● Records shown
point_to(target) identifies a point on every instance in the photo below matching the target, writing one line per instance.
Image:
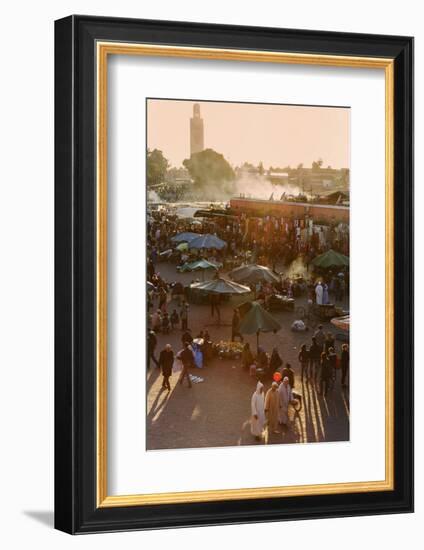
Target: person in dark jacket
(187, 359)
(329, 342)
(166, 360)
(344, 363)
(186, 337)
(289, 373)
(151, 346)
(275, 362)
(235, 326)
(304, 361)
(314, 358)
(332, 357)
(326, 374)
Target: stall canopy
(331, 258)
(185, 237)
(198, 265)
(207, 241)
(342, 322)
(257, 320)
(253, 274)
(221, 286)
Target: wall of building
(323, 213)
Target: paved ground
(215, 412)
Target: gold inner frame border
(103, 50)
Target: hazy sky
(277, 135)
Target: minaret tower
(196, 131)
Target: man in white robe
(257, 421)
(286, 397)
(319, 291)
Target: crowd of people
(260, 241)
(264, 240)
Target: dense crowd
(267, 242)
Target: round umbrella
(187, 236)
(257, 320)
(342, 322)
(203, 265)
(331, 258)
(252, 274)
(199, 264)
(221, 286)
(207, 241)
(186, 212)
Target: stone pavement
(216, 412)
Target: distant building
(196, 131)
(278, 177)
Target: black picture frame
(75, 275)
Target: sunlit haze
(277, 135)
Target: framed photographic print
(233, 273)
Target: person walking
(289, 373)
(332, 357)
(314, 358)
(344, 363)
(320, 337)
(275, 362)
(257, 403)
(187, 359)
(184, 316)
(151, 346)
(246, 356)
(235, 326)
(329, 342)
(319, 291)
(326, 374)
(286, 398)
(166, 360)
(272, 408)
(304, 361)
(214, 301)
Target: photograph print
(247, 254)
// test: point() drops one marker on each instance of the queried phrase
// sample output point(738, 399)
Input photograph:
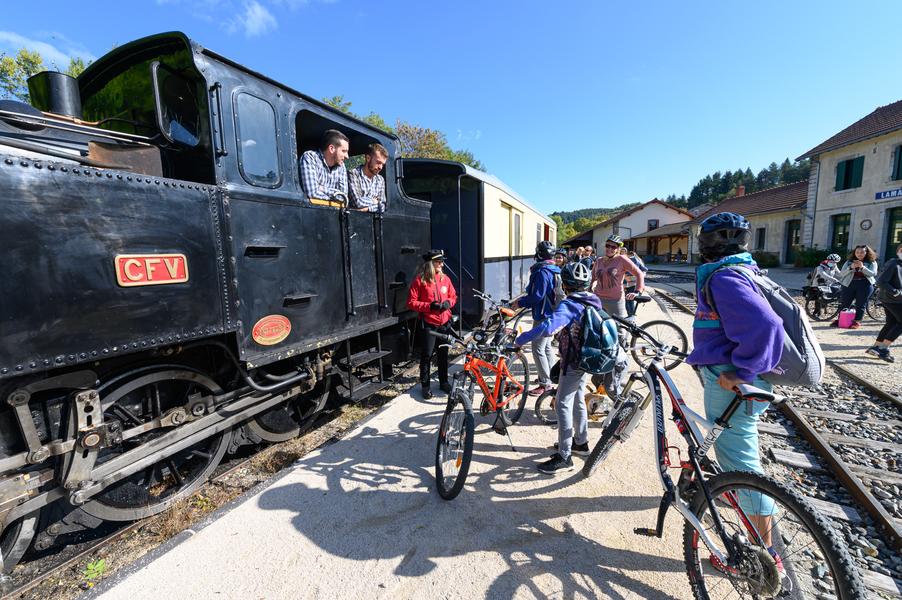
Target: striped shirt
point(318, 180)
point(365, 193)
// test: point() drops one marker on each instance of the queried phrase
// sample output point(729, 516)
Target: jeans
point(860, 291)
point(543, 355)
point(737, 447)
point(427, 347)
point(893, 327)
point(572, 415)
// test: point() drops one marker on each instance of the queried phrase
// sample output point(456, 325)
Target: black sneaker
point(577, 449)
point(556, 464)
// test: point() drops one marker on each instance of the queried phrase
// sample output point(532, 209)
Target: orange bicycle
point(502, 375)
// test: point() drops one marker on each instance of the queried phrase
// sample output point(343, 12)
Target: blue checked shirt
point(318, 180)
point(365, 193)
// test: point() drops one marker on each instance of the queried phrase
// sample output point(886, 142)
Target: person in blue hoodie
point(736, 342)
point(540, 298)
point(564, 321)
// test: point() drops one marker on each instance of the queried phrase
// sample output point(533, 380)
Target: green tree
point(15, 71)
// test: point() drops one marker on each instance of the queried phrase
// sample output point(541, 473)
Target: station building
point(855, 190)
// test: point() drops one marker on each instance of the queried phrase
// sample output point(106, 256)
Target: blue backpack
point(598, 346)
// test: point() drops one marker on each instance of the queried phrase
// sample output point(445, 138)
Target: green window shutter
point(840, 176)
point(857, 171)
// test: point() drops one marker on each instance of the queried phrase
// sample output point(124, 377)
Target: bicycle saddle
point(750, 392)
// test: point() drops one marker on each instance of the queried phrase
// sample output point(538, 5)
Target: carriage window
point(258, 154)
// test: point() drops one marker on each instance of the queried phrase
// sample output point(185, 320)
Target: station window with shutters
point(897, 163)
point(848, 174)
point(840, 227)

● Task goal
Make an exact copy of every entry above, minus the images.

● Task output
point_to(target) identifies a point on every instance in the photo below matching the target, writing one line per instance.
Image:
Target: person in dark jacket
(187, 359)
(329, 342)
(166, 360)
(344, 363)
(186, 337)
(289, 373)
(151, 346)
(275, 362)
(235, 326)
(304, 361)
(314, 358)
(332, 357)
(326, 374)
Target: stall canopy
(331, 258)
(185, 237)
(198, 265)
(207, 241)
(342, 322)
(257, 320)
(253, 274)
(221, 286)
Target: wall of building
(323, 213)
Target: paved ground
(215, 412)
Target: gold inner frame border
(103, 50)
Target: hazy sky
(277, 135)
Target: minaret tower
(196, 131)
Target: man in white robe
(257, 421)
(286, 397)
(319, 291)
Target: crowd of people
(260, 241)
(264, 240)
Target: dense crowd
(267, 242)
Target: round umbrella
(187, 236)
(257, 320)
(342, 322)
(203, 265)
(331, 258)
(252, 274)
(199, 264)
(221, 286)
(207, 241)
(186, 212)
Target: stone pavement
(216, 412)
Target: distant building
(196, 131)
(278, 177)
Target: black picture frame
(75, 275)
Target: sunlit haze
(277, 135)
Target: framed photographic print
(233, 273)
Target: person walking
(289, 373)
(332, 357)
(314, 358)
(344, 363)
(320, 337)
(275, 362)
(257, 403)
(187, 359)
(184, 316)
(151, 346)
(246, 356)
(235, 326)
(329, 342)
(319, 291)
(326, 374)
(286, 398)
(166, 360)
(272, 408)
(304, 361)
(214, 301)
Target: photograph print
(247, 254)
// test: point() drops one marker on each instance of the queried phrase
// sample output point(738, 399)
Input photograph:
Target: striped shirt
point(318, 180)
point(365, 193)
// test: point() drops one marker on each instance of the queried phrase
// sample output point(729, 516)
Target: jeans
point(860, 291)
point(543, 355)
point(737, 447)
point(427, 347)
point(893, 327)
point(572, 415)
// test: point() drops one marker on each instance of the queried phrase
// sample output point(456, 325)
Target: black sneaker
point(577, 449)
point(556, 464)
// test: point() drops one marker on each instance of the queried phrase
// sample output point(532, 209)
Target: orange bicycle
point(502, 375)
// test: point() drops one marker on each instance of the queried phrase
// sample output point(343, 12)
Target: blue checked shirt
point(318, 180)
point(365, 193)
// test: point() drops one marker on each instance of the queried phrase
// sample output point(886, 142)
Target: person in blue hoodie
point(736, 342)
point(540, 298)
point(564, 321)
// test: point() drops one marker on each instance of the queried phrase
// sample output point(533, 380)
Target: green tree
point(15, 71)
// test: point() drops one marker on each instance of the queried phrase
// sample output point(541, 473)
Target: station building
point(855, 190)
// test: point() drops one marker on each instance of the queried phrase
// sample output point(106, 256)
Target: blue backpack
point(598, 346)
// test: point() drops one marker on each instance of the queried phrase
// sample output point(445, 138)
Target: green window shutter
point(840, 176)
point(857, 171)
// test: point() drops one marker on each instance of the queried phrase
// sample output point(124, 377)
Target: bicycle saddle
point(750, 392)
// test: point() drops one marker on each instance of the queried phrase
// sample output point(538, 5)
Target: carriage window
point(258, 154)
// test: point() drops one marker on each instance of the queried phrase
// sample output point(185, 320)
Target: station window with shutters
point(897, 163)
point(848, 174)
point(840, 227)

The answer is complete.